# AVAILABLE DATA start

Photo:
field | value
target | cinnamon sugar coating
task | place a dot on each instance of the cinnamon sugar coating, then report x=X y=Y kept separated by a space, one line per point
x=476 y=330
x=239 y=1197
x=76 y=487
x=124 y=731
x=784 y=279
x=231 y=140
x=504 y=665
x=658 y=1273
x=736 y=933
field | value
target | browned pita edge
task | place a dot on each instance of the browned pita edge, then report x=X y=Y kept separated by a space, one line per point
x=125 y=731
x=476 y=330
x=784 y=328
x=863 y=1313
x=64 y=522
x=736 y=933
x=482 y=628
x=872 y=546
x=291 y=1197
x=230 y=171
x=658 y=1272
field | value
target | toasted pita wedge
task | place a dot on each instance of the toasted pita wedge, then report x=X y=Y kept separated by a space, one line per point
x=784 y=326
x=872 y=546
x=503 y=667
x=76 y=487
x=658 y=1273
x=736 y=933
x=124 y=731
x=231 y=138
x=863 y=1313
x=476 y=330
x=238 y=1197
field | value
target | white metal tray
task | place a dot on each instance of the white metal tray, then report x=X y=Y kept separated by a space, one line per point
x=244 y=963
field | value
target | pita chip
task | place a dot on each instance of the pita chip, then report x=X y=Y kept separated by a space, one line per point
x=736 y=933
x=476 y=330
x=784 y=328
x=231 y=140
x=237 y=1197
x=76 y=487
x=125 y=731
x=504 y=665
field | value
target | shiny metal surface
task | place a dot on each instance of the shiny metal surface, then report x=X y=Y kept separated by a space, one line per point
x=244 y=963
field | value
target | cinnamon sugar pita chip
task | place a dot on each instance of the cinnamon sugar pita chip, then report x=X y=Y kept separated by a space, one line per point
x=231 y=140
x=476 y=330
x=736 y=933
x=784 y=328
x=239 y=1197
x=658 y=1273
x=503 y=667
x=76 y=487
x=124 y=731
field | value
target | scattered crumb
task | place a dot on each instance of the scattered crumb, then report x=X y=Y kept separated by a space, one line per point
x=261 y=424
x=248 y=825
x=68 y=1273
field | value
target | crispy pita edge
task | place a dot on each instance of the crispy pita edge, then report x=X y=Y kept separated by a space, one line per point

# AVAILABLE DATA end

Show each line of the items above that contains the string "coating". Case counts.

* REPLY TO THE TASK
target | cinnamon sugar coating
task | place a dot on each instance of the cinnamon sugar coating, then report x=X y=Y kept separated by a space, one line per point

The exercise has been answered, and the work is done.